Rewrite all of the items below as a Markdown table with two columns, "Row" and "Entry." Number each row and skip any blank lines.

Annotated coordinate records
+ + + + +

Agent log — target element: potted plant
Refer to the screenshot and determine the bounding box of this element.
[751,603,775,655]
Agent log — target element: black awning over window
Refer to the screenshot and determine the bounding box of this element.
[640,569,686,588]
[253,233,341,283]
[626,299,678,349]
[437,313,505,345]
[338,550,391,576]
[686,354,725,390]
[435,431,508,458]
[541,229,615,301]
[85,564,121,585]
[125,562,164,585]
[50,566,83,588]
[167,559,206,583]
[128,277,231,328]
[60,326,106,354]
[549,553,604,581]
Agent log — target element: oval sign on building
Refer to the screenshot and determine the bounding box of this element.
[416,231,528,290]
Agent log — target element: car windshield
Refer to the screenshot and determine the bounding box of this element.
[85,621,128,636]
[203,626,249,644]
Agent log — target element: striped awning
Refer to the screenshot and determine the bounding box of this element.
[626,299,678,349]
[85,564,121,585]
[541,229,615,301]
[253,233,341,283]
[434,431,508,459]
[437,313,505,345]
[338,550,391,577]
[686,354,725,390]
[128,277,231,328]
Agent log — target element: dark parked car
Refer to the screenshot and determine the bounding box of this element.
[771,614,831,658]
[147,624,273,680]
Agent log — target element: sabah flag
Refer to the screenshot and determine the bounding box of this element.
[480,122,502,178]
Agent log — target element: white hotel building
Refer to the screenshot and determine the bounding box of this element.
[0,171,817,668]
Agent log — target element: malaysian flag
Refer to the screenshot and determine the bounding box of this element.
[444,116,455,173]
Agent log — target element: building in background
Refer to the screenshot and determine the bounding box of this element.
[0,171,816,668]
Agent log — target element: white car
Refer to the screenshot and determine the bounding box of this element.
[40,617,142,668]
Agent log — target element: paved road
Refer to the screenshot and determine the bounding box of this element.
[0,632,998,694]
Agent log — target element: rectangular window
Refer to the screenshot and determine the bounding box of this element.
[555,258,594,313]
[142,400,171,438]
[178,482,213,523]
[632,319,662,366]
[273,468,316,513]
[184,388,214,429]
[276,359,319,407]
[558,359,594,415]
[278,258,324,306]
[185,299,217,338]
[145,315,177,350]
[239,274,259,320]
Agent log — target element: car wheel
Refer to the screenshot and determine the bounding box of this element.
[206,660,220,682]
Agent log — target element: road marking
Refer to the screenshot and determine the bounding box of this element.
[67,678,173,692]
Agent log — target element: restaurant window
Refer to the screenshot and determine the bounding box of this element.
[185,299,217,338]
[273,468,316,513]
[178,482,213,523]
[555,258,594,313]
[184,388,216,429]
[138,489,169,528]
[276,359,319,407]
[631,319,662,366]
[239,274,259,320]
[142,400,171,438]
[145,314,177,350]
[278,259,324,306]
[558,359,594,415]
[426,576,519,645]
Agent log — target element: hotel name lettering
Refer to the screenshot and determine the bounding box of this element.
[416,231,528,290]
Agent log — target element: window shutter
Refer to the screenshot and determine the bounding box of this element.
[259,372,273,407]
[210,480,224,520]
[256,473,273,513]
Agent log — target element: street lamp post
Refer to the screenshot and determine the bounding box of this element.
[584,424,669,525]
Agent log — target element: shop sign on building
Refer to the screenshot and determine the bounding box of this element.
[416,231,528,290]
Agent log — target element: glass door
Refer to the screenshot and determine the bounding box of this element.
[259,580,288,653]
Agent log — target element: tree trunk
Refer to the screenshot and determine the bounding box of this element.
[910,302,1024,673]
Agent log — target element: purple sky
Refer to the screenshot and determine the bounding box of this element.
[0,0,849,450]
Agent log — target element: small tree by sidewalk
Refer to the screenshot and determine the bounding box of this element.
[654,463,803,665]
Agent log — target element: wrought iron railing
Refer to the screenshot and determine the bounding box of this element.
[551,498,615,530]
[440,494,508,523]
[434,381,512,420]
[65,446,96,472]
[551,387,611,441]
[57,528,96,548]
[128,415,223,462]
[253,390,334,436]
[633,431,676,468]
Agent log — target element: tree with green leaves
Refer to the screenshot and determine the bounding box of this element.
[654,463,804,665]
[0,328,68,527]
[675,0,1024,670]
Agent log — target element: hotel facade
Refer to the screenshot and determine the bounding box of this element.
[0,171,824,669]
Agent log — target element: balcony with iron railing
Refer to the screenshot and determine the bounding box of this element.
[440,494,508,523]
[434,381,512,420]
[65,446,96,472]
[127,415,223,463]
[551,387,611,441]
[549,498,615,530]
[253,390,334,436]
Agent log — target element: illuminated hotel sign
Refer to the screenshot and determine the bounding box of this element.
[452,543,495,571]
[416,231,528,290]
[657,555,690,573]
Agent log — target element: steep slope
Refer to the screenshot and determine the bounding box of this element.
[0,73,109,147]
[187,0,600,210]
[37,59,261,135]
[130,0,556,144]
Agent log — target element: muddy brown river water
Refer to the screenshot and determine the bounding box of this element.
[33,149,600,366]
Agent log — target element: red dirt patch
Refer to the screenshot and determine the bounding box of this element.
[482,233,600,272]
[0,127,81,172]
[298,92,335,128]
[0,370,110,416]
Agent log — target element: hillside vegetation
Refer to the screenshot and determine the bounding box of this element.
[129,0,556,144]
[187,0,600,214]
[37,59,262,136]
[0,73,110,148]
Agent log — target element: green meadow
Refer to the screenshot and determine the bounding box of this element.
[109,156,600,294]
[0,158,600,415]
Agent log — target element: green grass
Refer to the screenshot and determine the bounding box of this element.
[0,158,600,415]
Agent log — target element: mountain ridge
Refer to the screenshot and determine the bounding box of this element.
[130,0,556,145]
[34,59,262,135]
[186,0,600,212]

+ + + + +

Response below:
| Row | Entry |
|---|---|
| 1 | Agent log — target element: potted plant |
| 2 | Refer to the screenshot and determine the bounding box of this element. |
| 3 | [751,603,775,655] |
| 4 | Agent log — target element: black awning over window |
| 5 | Refer to the screenshot and determine the bounding box of this element. |
| 6 | [640,569,686,588] |
| 7 | [253,233,341,283] |
| 8 | [626,299,678,349] |
| 9 | [437,313,505,345] |
| 10 | [338,550,391,576] |
| 11 | [686,354,725,390] |
| 12 | [435,431,508,458] |
| 13 | [541,229,615,301] |
| 14 | [85,564,121,585] |
| 15 | [125,562,164,585] |
| 16 | [50,566,83,588] |
| 17 | [167,559,206,583] |
| 18 | [128,277,231,328] |
| 19 | [60,326,106,354] |
| 20 | [549,553,604,581] |
| 21 | Agent log — target element: oval sign on building |
| 22 | Refer to the screenshot and determine the bounding box of this element. |
| 23 | [416,231,528,290] |
| 24 | Agent log — target element: car windshield |
| 25 | Refer to the screenshot and determine the bounding box of this element. |
| 26 | [85,621,128,636] |
| 27 | [203,626,249,644] |
| 28 | Agent log — target element: striped awning |
| 29 | Refer to the screenshot and determine the bounding box of this element. |
| 30 | [626,299,678,349] |
| 31 | [85,564,121,585] |
| 32 | [541,229,615,301] |
| 33 | [253,233,341,283] |
| 34 | [434,431,508,459] |
| 35 | [437,313,505,345] |
| 36 | [338,550,391,577] |
| 37 | [686,354,725,390] |
| 38 | [128,277,231,328] |
| 39 | Agent log — target element: dark parked car |
| 40 | Refer to the screenshot and determine the bounding box of this element. |
| 41 | [771,614,831,658] |
| 42 | [147,624,273,680] |
| 43 | Agent log — target element: sabah flag |
| 44 | Refer to the screenshot and determine the bounding box of this element. |
| 45 | [480,122,502,178] |
| 46 | Agent log — target element: white hotel building |
| 47 | Refer to the screenshot and determine the bounding box of this element. |
| 48 | [0,171,817,668] |
| 49 | Agent log — target element: malaysian flag |
| 50 | Refer to the screenshot and determine the bounding box of this element. |
| 51 | [444,116,455,173] |
| 52 | Agent log — target element: building in background |
| 53 | Refer to the screenshot and determine the bounding box of this element. |
| 54 | [0,171,816,668] |
| 55 | Agent log — target element: white car |
| 56 | Refer to the screenshot and determine the bounding box of this element. |
| 57 | [40,617,142,668] |
| 58 | Agent log — target element: paved road |
| 59 | Refer to the screenshot and determine the bounding box of this element. |
| 60 | [0,632,998,694] |
| 61 | Agent log — target element: rectangular window |
| 62 | Refer to the screenshot and determine the bounding box of this element. |
| 63 | [555,258,594,313] |
| 64 | [142,400,171,438] |
| 65 | [178,482,213,523] |
| 66 | [632,319,662,366] |
| 67 | [273,468,316,513] |
| 68 | [184,388,214,429] |
| 69 | [276,359,319,407] |
| 70 | [558,359,594,415] |
| 71 | [278,258,324,306] |
| 72 | [185,299,217,338] |
| 73 | [145,315,177,350] |
| 74 | [239,274,259,320] |
| 75 | Agent log — target element: car wheel |
| 76 | Refer to the screenshot and determine the bounding box of this element. |
| 77 | [206,660,220,682] |
| 78 | Agent log — target element: road marking |
| 79 | Refer to the screenshot and determine the bounding box of this element. |
| 80 | [67,678,173,692] |
| 81 | Agent log — target element: restaurant window |
| 82 | Refer to the screenshot and determine the bounding box of this element. |
| 83 | [185,299,217,338] |
| 84 | [273,468,316,513] |
| 85 | [178,482,213,523] |
| 86 | [555,258,594,313] |
| 87 | [184,388,216,429] |
| 88 | [138,489,169,528] |
| 89 | [276,359,319,407] |
| 90 | [631,319,662,366] |
| 91 | [239,274,259,320] |
| 92 | [142,400,171,438] |
| 93 | [145,314,177,350] |
| 94 | [278,259,324,306] |
| 95 | [558,359,594,415] |
| 96 | [426,576,519,645] |
| 97 | Agent log — target element: hotel name lettering |
| 98 | Refer to the screenshot and determine the bounding box of this element. |
| 99 | [416,231,528,290] |
| 100 | Agent log — target element: window shutter |
| 101 | Refer to the screenshot and determine the bounding box of this element. |
| 102 | [259,372,273,407] |
| 103 | [210,480,224,520] |
| 104 | [256,473,273,513] |
| 105 | Agent log — target element: street lamp post |
| 106 | Refer to the screenshot and determine the bounding box of this element. |
| 107 | [584,424,669,525] |
| 108 | Agent log — target element: shop sign on building |
| 109 | Refer to the screenshot and determine the bounding box of this element. |
| 110 | [416,231,528,290] |
| 111 | Agent log — target element: glass door |
| 112 | Refer to the screenshot and determine the bounding box of this element. |
| 113 | [259,580,288,653] |
| 114 | Agent log — target element: tree trunk |
| 115 | Refer to the screenshot and determine the bounding box of this element. |
| 116 | [910,302,1024,673] |
| 117 | Agent log — target element: purple sky |
| 118 | Refer to the screenshot and determine the bounding box of this element. |
| 119 | [0,0,849,450] |
| 120 | Agent log — target element: small tree by sidewalk |
| 121 | Refer to the screenshot and determine the bounding box of this element. |
| 122 | [654,463,803,665] |
| 123 | Agent log — target element: wrought iron railing |
| 124 | Refer to the screenshot and determine the bounding box of this element. |
| 125 | [551,498,615,530] |
| 126 | [440,494,508,523] |
| 127 | [434,381,512,420] |
| 128 | [65,446,96,472] |
| 129 | [551,387,611,441] |
| 130 | [57,528,96,548] |
| 131 | [128,415,223,462] |
| 132 | [253,390,334,436] |
| 133 | [633,431,676,468] |
| 134 | Agent log — target element: tree with green leaves |
| 135 | Refer to the screenshot and determine the bounding box of this element. |
| 136 | [654,463,804,665] |
| 137 | [0,328,68,527] |
| 138 | [675,0,1024,670] |
| 139 | Agent log — target element: hotel facade |
| 140 | Refer to the screenshot and determine the bounding box of this element. |
| 141 | [0,171,824,669] |
| 142 | Agent log — target element: balcony with iron railing |
| 143 | Refer to the screenshot and determine the bounding box of this element. |
| 144 | [440,494,508,523] |
| 145 | [434,381,512,420] |
| 146 | [65,446,96,472] |
| 147 | [127,415,223,463] |
| 148 | [551,387,611,441] |
| 149 | [549,498,615,530] |
| 150 | [253,390,334,436] |
| 151 | Agent log — target element: illuminated hotel sign |
| 152 | Refer to the screenshot and determine the bounding box of this element. |
| 153 | [452,543,495,571] |
| 154 | [416,231,528,290] |
| 155 | [657,555,690,573] |
| 156 | Agent log — target element: steep slope |
| 157 | Refer to the screenshot and determine the bounding box of this element. |
| 158 | [0,73,109,147] |
| 159 | [187,0,600,210] |
| 160 | [37,59,261,135] |
| 161 | [130,0,556,144] |
| 162 | Agent log — target element: muddy brown river water |
| 163 | Refer to the screenshot and determine the bounding box of this element. |
| 164 | [33,149,600,366] |
| 165 | Agent log — target element: red dirt patch |
| 166 | Refer to the screenshot and determine the bounding box of this element. |
| 167 | [482,233,600,272] |
| 168 | [0,127,81,172] |
| 169 | [298,92,335,128] |
| 170 | [0,370,110,416] |
| 171 | Agent log — target element: hillside vegetation |
| 172 | Refer to the screenshot and determine the bounding box of this element. |
| 173 | [129,0,556,144] |
| 174 | [187,0,600,214] |
| 175 | [37,59,262,136] |
| 176 | [0,73,110,148] |
| 177 | Agent log — target element: green meadow |
| 178 | Refer to the screenshot and determine the bounding box of this element. |
| 179 | [109,156,600,294] |
| 180 | [0,158,600,415] |
| 181 | Agent log — target element: green grass |
| 182 | Refer to the screenshot and determine the bounding box of this element. |
| 183 | [0,158,600,415] |
| 184 | Agent log — target element: mountain ridge |
| 185 | Refer to the screenshot and determine the bounding box of this element. |
| 186 | [130,0,556,145] |
| 187 | [34,59,262,135] |
| 188 | [186,0,600,212] |